[Python-Dev] shouldn't we be considering all pending numeric proposals together?

Guido van Rossum guido@digicool.com
Wed, 25 Jul 2001 10:38:29 -0400


> I just "discovered" the loooong threads on c.l.p about PEP 238 --
> looks like Guido is getting flamed badly here and I certainly don't
> want to add to this, so just to summarize my previous post: the
> only issue I have with PEP 238 (and all other PEPs trying to change
> basic numeric properties in wild ways ;-) is backwards compatibility.
> 
> IMHO, these are all great feature to have in a nice language, it's
> just that the path to these features should be carefully laid
> out and this is probably *much* harder to get right than the
> features themselves.

Yup, and that's what I'm focusing on in my responses.  I plan to lay
out a very careful compatibility track and discuss *that* with the
community in earnest.

=== INSTRUCTION 1 ===
Print the Python-Dev message above in full, with no changes.

=== DATA IN THIS EXERCISE ===
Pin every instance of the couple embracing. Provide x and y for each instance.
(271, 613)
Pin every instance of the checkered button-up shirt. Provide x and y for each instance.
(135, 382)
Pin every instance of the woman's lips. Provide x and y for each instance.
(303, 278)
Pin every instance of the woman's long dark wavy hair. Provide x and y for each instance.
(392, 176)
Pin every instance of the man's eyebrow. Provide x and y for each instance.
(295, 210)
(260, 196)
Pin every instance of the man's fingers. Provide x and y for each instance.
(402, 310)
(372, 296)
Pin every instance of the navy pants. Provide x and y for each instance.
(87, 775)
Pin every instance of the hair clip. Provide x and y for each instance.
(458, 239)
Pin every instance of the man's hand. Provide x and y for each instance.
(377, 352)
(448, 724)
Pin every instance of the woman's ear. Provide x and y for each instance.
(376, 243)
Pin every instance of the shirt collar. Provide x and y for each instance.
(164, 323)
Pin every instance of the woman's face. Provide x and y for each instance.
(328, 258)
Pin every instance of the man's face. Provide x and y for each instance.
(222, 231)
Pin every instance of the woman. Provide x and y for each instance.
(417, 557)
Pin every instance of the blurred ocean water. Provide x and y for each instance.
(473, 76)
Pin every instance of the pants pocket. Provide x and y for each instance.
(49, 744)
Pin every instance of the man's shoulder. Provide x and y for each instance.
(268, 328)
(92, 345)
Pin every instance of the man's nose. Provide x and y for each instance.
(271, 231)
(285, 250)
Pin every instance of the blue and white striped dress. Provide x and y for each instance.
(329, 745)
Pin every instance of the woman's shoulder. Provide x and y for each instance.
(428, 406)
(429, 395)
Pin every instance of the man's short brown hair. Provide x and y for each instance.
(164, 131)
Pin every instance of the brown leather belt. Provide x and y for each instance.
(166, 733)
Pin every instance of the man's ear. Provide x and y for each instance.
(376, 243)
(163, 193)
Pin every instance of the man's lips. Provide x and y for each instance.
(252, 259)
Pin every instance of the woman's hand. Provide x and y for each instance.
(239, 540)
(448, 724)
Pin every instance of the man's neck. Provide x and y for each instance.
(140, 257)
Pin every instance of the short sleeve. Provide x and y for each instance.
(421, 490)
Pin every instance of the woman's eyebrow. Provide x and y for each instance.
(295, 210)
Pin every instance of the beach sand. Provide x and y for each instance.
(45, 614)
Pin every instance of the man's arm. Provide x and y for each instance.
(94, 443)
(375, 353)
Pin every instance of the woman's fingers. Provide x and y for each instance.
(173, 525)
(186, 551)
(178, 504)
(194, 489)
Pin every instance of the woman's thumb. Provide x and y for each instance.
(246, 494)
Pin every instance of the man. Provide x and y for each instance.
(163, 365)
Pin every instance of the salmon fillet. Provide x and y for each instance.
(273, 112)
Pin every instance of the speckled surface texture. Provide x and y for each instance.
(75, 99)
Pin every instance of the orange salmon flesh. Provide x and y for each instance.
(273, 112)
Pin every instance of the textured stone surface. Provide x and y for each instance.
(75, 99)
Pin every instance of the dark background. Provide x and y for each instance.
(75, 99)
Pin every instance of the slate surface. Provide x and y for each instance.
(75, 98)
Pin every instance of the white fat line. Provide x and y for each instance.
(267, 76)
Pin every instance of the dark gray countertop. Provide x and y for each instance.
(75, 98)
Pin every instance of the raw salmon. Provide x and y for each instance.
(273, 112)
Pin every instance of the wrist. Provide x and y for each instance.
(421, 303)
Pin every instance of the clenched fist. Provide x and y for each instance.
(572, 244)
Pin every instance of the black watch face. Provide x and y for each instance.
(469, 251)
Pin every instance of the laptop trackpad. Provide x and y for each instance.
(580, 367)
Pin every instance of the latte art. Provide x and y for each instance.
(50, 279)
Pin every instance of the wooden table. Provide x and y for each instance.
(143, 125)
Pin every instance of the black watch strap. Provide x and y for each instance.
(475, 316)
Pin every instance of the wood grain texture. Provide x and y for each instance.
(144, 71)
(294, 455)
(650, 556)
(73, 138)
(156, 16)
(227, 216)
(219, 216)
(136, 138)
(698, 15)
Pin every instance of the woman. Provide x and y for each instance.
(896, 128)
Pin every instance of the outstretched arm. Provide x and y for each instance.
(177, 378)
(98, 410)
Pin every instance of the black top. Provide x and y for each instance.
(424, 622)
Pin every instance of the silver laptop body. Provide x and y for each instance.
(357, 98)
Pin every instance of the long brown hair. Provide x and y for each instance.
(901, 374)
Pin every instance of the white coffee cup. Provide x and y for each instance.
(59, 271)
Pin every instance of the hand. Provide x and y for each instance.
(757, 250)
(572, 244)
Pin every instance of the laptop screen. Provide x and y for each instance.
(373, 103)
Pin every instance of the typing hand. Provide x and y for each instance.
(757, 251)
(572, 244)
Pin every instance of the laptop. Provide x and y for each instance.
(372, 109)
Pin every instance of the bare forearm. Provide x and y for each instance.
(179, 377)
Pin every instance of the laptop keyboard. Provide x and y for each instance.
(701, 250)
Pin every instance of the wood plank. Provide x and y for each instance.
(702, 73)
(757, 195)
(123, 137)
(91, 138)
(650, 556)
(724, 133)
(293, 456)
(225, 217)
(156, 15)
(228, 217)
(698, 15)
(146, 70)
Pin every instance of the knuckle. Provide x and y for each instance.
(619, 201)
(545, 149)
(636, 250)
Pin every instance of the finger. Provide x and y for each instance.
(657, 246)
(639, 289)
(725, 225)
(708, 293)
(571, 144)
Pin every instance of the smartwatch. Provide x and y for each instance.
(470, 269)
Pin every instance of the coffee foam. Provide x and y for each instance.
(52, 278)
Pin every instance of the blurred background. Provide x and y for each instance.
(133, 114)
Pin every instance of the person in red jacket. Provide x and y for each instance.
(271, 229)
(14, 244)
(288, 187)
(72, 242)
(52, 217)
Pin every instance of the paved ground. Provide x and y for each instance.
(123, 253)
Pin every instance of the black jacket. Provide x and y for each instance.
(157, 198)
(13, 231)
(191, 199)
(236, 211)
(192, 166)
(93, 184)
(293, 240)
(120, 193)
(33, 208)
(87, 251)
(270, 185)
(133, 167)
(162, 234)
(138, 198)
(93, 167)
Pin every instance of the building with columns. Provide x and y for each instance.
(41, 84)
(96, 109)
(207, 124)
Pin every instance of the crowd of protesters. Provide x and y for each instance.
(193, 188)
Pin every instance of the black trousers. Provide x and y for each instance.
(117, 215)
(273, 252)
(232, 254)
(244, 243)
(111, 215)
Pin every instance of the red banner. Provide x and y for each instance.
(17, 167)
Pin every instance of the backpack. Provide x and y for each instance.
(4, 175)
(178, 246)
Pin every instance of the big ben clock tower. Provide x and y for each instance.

=== INSTRUCTION 2 ===
Pick out every line of the entries above that contains the string "long", and copy each one. Case counts.

=== EXERCISE RESULT 1 ===
[Python-Dev] shouldn't we be considering all pending numeric proposals together?

Guido van Rossum guido@digicool.com
Wed, 25 Jul 2001 10:38:29 -0400


> I just "discovered" the loooong threads on c.l.p about PEP 238 --
> looks like Guido is getting flamed badly here and I certainly don't
> want to add to this, so just to summarize my previous post: the
> only issue I have with PEP 238 (and all other PEPs trying to change
> basic numeric properties in wild ways ;-) is backwards compatibility.
> 
> IMHO, these are all great feature to have in a nice language, it's
> just that the path to these features should be carefully laid
> out and this is probably *much* harder to get right than the
> features themselves.

Yup, and that's what I'm focusing on in my responses.  I plan to lay
out a very careful compatibility track and discuss *that* with the
community in earnest.

=== EXERCISE RESULT 2 ===
Pin every instance of the woman's long dark wavy hair. Provide x and y for each instance.
Pin every instance of the long brown hair. Provide x and y for each instance.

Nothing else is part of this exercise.